[Set task A] Decide whether each of statements (i), (ii), and (iii) agrees with the text on electronic surveillance and the rule of law. Answer yes or no for each, quoting the words of the text that settle it. (i) An internationally binding treaty on electronic surveillance exists. (ii) The approaches of the United States and the EU are described as poles apart. (iii) Deeks draws on international relations theory.

[Text provided]
A second special harm that surveillance poses is its effect on the power dynamic between the watcher and the watched. This disparity creates the risk of a variety of harms, such as discrimination, coercion, and the threat of selective enforcement, where critics of the government can be prosecuted or blackmailed for wrongdoing unrelated to the purpose of the surveillance.
The foregoing has shown how electronic surveillance impacts on the rule of law in sub-Saharan Africa. The next part considers how to entrench the rule of law in the practice of electronic surveillance.
5 Measures to entrench the rule of law in electronic surveillance and the challenges for sub-Saharan African states
While admitting that electronic surveillance is sometimes necessary for national security, its overwhelming challenges to the rule of law cannot be casually dismissed. Therefore, the question is how the principles of the rule of law can be infused into current practices to ensure that ‘it does not provide the state an unlimited power to control the life of individuals’.87 Various mechanisms are available to curtail the powers of governments in surveillance practices.
First, there is the need for countries in sub-Saharan African to reconsider and take seriously their international obligations. Scholars have re-emphasised the significance of international and regional frameworks in entrenching the culture of the rule of law in a country. As mentioned earlier, there is no internationally-binding treaty on electronic surveillance. However, scholars are increasingly calling for one as electronic surveillance doubtlessly is one issue which requires a concerted action at a multilateral level, especially because of its foreign dimension. Deeks, for example, using the international relations theory, argues that
[s]tates turn to international law to achieve different goals, including overcoming collective action problems, co-ordinating on issues that inherently require a multilateral approach, and signaling [sic] normative commitments. Whether one looks at the problem from a realist, institutionalist, liberalist, or constructivist perspective, there is reason to think as a positive matter that current conditions are ripe for states to employ international law to regulate foreign surveillance. 88
Quite convincing arguments were put forth by the above scholar for such an international legal framework. The justifications include the ability of states to collectively set the agenda, lessen the pressures on human rights fora and signal an underlying commitment to accountable government.89 Nevertheless, one has strong reasons for being sceptical about the possible emergence of an international legal framework on surveillance. Electronic surveillance issues have to do with the right to privacy, and regulating privacy has over the years been a source of serious controversy. It goes without saying that when it comes to surveillance, the power brokers in the world are far from agreeing on what privacy means and how it should be protected. In this regard, for example, we find that the approach of the United States and the EU are poles apart.90 Considering the influence of both jurisdictions in international politics, it is unlikely that countries in sub-Saharan Africa can campaign for the adoption of an international instrument of electronic surveillance.

[Data provided]
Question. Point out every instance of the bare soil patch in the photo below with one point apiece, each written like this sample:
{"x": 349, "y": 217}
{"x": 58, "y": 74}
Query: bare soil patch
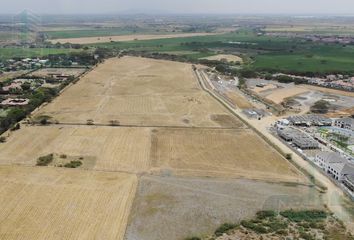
{"x": 52, "y": 203}
{"x": 137, "y": 91}
{"x": 175, "y": 208}
{"x": 102, "y": 148}
{"x": 219, "y": 153}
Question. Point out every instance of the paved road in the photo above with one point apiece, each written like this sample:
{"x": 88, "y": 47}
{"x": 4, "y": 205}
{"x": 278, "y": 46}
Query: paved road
{"x": 333, "y": 197}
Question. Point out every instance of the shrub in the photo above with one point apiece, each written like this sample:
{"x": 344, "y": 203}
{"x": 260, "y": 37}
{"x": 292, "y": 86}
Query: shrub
{"x": 308, "y": 215}
{"x": 266, "y": 214}
{"x": 45, "y": 160}
{"x": 224, "y": 228}
{"x": 16, "y": 127}
{"x": 193, "y": 238}
{"x": 73, "y": 164}
{"x": 255, "y": 227}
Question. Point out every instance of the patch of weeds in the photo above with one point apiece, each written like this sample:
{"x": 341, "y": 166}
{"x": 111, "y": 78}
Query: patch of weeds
{"x": 224, "y": 228}
{"x": 73, "y": 164}
{"x": 45, "y": 160}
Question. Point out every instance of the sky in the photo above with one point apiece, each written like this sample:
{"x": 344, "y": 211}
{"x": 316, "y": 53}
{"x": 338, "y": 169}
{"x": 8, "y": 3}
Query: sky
{"x": 339, "y": 7}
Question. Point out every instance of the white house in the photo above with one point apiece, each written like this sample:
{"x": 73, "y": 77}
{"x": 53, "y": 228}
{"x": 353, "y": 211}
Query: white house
{"x": 346, "y": 123}
{"x": 334, "y": 165}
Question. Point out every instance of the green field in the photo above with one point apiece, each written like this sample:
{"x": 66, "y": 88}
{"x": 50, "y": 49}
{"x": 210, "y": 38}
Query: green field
{"x": 8, "y": 53}
{"x": 268, "y": 53}
{"x": 95, "y": 32}
{"x": 320, "y": 59}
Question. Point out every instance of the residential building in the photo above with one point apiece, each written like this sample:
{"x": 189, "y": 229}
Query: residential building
{"x": 346, "y": 123}
{"x": 334, "y": 165}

[Set task B] Please rescale the rows starting at the one containing "Question. Point out every instance of the residential" and ending at the last row, giving every line again with each answer coordinate multiplied by 1.5 and rounded to a whole number, halves up. Leave the coordinates in the sample format lines unchanged.

[Task answer A]
(i) No: "there is no internationally-binding treaty on electronic surveillance"
(ii) Yes: "the approach of the United States and the EU are poles apart"
(iii) Yes: "Deeks, for example, using the international relations theory, argues that"

[Task answer B]
Question. Point out every instance of the residential building in the photo above with one point apiece, each written like this sample:
{"x": 189, "y": 229}
Query: residential building
{"x": 519, "y": 185}
{"x": 501, "y": 248}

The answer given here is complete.